READING TEXT ->
Despite all the strides he had made and despite becoming the clear face of the Raptors’ franchise, he never really pursued a vocal leadership role and the team never really pushed him to assume it. It became a moot point as the team’s fortunes started trending downward. Nurse was fired after Toronto lost in the play-in round in 2023. Siakam’s contract was up after the 2023-24 season, but extension discussions didn’t go anywhere and it became clear the Raptors were looking to go in another direction.

‘Your leadership is needed’

When Siakam was traded to the Pacers for guard Bruce Brown, forward Jordan Nwora and three first-round draft picks, the team was on a West Coast road trip. Before he joined them in Portland for his first game in a Pacers uniform, he spent a day in Indianapolis with the executives in the front office including president of basketball operations Kevin Pritchard and general manager Chad Buchanan. In their conversations they gave him a sense of how they expected he’d fit in what at the time was the top scoring offense in the NBA and what he could do to help their struggling defense.

But they also told him something he hadn’t heard before: They needed his voice and that his teammates would not only accept it but seek it out. In Toronto, he had been around a whole team of people who had contributed to the 2019 title and they didn’t need him to tell them what it took to get there. In Carlisle the Pacers had a head coach with a championship ring he won in Dallas, but no one on the roster knew what that was like.

“From the time I came here, it was like, ‘Your leadership is needed,'” Siakam said. “And it comes from a different place because it’s one thing when somebody sees you grow and they knew you since you were a little kid and you’ve achieved things, but it’s hard for people to see you in a different light. Then you come to a whole different situation. They see you as a champion. They see you as a vet as someone who’s accomplished a lot of things. Your vision and your input on things is received in a different way. It’s just natural. It’s not even trying to do that. I felt like here it was received in a way that just felt natural and was encouraged by the coach and everyone.”

Finding a comfort level with that was still a process for Siakam in his first half-season as he still had to get to know his teammates to get an idea what would resonate with him. But his overarching message was to stay together and not get too caught up in the ups and downs of a season. Nurse always told the Raptors to keep their minds on being the best team they could be in April, May and June, and Siakam told the Pacers to do the same.

When the Pacers finally got in to the playoffs after a three-year drought, Siakam was the one who steadied the ship after they were blasted in Game 1 of the first round by the Bucks. He scored 36 points in that loss and then 37 points in a Game 2 win to turn the series around and he ended up leading the Pacers in playoff scoring 21.6 points per game.

After they were eliminated by the eventual NBA champion Celtics in the Eastern Conference finals, the Pacers immediately went to work on getting him to sign a new contract and agreed upon a four-year deal worth approximately $188.9 million. That made Siakam feel even more confident and solidified in his role, and when the Pacers started 10-15 this season, he had no trouble speaking up.

LISTING ->
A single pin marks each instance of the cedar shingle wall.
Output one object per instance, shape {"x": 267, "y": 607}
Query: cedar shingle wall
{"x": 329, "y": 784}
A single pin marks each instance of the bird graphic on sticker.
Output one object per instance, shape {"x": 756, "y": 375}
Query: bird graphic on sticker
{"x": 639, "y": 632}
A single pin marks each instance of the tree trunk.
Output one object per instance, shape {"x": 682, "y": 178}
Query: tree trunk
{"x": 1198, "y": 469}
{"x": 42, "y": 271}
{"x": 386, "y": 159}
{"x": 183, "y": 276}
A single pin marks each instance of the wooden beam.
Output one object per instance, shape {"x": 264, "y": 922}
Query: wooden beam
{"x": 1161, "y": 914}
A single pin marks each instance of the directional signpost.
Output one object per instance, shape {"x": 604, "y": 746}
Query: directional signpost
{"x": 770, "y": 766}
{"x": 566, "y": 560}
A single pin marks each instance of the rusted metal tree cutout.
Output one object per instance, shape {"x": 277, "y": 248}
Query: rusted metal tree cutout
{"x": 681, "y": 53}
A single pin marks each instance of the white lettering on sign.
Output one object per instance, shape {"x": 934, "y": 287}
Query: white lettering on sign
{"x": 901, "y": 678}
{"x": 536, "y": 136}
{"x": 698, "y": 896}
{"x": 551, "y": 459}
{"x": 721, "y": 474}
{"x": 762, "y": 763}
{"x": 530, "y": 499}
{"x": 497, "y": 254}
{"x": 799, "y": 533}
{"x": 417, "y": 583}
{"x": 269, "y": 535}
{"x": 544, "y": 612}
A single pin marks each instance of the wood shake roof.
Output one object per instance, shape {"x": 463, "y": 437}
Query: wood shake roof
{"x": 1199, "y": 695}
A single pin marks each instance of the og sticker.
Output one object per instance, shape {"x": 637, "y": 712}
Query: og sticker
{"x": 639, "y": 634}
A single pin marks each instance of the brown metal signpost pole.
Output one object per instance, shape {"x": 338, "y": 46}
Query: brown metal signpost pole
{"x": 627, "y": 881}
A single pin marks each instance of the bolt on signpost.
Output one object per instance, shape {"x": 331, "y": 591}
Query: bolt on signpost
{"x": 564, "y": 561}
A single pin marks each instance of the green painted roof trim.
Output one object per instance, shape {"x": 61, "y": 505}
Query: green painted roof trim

GIVEN REQUEST 1 -> According to the Siakam article, what contract did the Pacers and Siakam agree on after the Eastern Conference finals?
GIVEN REQUEST 2 -> Reproduce the Siakam article from "Finding a comfort" up to and including "points per game.".
Answer using only the Siakam article.

FINAL RESULT 1 -> A four-year deal worth approximately $188.9 million.

FINAL RESULT 2 ->
Finding a comfort level with that was still a process for Siakam in his first half-season as he still had to get to know his teammates to get an idea what would resonate with him. But his overarching message was to stay together and not get too caught up in the ups and downs of a season. Nurse always told the Raptors to keep their minds on being the best team they could be in April, May and June, and Siakam told the Pacers to do the same.

When the Pacers finally got in to the playoffs after a three-year drought, Siakam was the one who steadied the ship after they were blasted in Game 1 of the first round by the Bucks. He scored 36 points in that loss and then 37 points in a Game 2 win to turn the series around and he ended up leading the Pacers in playoff scoring 21.6 points per game.